- DVD cover
- Written by: Arne Olsen
- Directed by: David DeCoteau
- Starring: Tyler Hoechlin Graham Kosakoski Brody Harms Kate Todd
- Theme music composer: Joe Silva
- Country of origin: Canada
- Original language: English

Production
- Executive producers: Robert Halmi, Sr.
- Producer: Phyllis Laing
- Editor: Bruce Little
- Running time: 86 minutes
- Production company: Peace Arch Entertainment Group
- Budget: $2,000,000 (estimated)

Original release
- Network: Sci Fi Channel
- Release: June 7, 2007

= Grizzly Rage =

2007 television film by David DeCoteau

Grizzly Rage is a 2007 Canadian television horror film produced by RHI Entertainment that premiered in Canada on the video-on-demand channel Movie Central On Demand on June 7, 2007. It aired in the United States on the Sci Fi Channel on September 16, 2007. Filmed in Winnipeg, Manitoba, Grizzly Rage is the second film in the Maneater film series produced under an agreement with Syfy. Featuring a cast of four, the film focuses on a group of teenagers who struggle to survive in a restricted forest while an enraged grizzly bear hunts them relentlessly seeking retribution for killing its cub.

Grizzly Rage breaks the standard mold for many Syfy natural horror films in that the bear featured is a normal grizzly bear rather than a mutant or genetically altered animal. However, the bear and actors never appear together in the same frame, rather a man in a bear suit takes over the role when the actors must interact with the bear. Critics panned the film, feeling its plot, script, characters, and special effects were substandard.

Data ▸

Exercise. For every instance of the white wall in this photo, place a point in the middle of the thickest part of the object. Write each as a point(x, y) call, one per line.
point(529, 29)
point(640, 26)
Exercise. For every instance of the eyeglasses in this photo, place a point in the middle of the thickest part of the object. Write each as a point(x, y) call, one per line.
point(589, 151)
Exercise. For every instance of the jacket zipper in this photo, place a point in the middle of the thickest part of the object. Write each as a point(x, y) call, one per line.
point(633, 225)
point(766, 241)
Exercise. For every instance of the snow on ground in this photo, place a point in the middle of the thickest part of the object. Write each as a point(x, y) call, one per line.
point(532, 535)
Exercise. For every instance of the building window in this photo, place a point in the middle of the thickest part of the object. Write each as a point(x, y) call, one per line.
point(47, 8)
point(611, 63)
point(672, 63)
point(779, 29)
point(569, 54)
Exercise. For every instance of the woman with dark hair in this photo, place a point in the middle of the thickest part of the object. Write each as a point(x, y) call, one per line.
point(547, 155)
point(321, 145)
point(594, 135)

...

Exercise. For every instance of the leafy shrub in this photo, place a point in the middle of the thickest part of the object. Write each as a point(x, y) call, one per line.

Exercise tasks ▸
1. From the Grizzly Rage article, list every aspect of the film that critics considered substandard.
2. Continue the Grizzly Rage article from the point where it stops.

Responses for each task ▸
1. Plot, script, characters, special effects

2.
==Plot==
Sean Stover, Ritch Petroski, Wes Harding and Lauren Findley celebrate their high school graduation by breaking into Saranac Grotto, a forest heavily marked with "No Trespassing" signs and surrounded by a tall fence. While speeding down a dirt road, they hit and kill a grizzly bear cub, sending their Jeep Cherokee into a tree and cracking the radiator. As they argue over whether they should bury the dead cub, they hear its mother coming and run. The vehicle overheats down the road, so Wes and Ritch go into the forest to find water. The grizzly bear finds and attacks Ritch. Having heard Ritch's screams to run, Wes inadvertently runs into the bear, and it attacks him. The other two arrive and rescue Wes but are unable to help Ritch. The bear kills him while the others flee to the Jeep.

The vehicle starts again and they leave, but Wes panics and tries to force Sean to turn around and head back for Ritch, causing the car to go over a cliff. Calmer, he wants to wait for help, but no one knows where they are because they had told their families they were going somewhere else. They winch the vehicle back up to the road, but they cannot get it to start.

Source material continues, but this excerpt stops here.